_Goal of the exercise:_ The expected answer is every line from the material below that has the word "formatted".

◆ ◆ ◆ ◆ ◆ ◆ ◆

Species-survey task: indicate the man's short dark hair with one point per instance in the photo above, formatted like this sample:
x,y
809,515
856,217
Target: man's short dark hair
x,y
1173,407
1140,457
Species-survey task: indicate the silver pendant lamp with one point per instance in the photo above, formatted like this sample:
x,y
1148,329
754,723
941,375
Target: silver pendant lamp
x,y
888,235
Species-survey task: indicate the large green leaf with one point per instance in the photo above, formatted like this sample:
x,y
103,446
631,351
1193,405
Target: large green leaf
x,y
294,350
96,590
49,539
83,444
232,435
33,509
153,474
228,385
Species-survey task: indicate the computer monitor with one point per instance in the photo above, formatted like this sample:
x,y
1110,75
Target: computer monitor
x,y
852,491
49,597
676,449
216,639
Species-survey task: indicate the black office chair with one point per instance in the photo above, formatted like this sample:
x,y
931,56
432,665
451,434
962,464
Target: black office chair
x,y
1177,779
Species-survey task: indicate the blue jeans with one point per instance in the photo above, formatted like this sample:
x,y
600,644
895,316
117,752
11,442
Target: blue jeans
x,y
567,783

◆ ◆ ◆ ◆ ◆ ◆ ◆

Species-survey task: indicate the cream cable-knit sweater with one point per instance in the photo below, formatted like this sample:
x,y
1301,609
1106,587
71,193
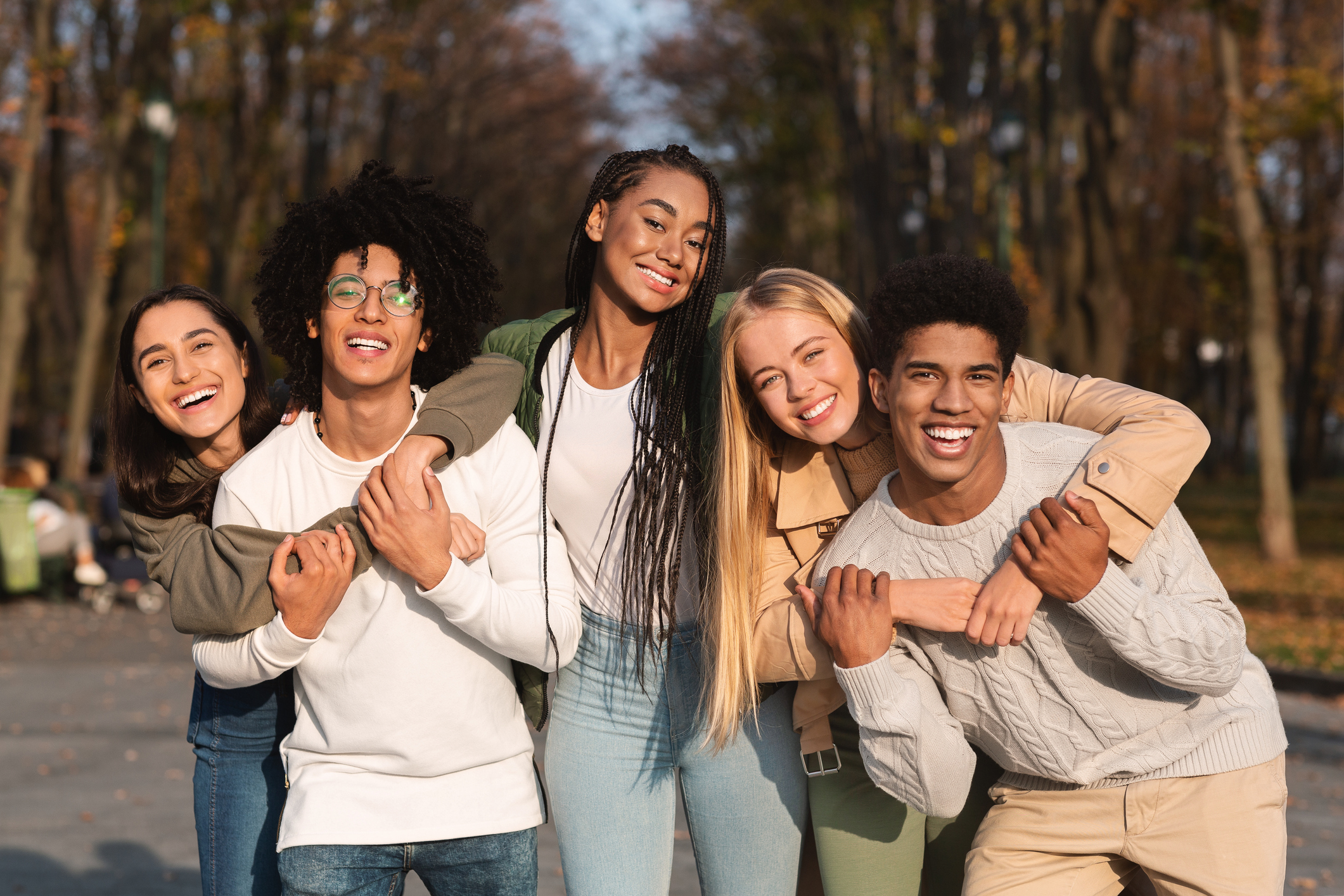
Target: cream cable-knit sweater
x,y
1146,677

◆ ◆ ◆ ◆ ◆ ◆ ◆

_Answer for this exercise:_
Species-survey task: indicate the man's short dark hair with one point per instance in the photo above, formatted like this sample:
Species-survey task: indicate the silver pendant lamp with one point per instance in the photo above, formatted like this sample:
Species-survey task: indicate the large green leaf with one point per instance in the photo above, formatted like this sample:
Species-survey task: indicate the computer monitor with one point per instance in the photo above, formatted like this sample:
Species-survey task: indicate the black office chair with one point per instance in the photo above, formatted like this sample:
Species-survey task: indicate the blue jeans with one point per instance in the photo above, formatted like this sample:
Species-survey task: indicate the cream cable-knit sweater with one point per instance in the photo below, formatted like this sample:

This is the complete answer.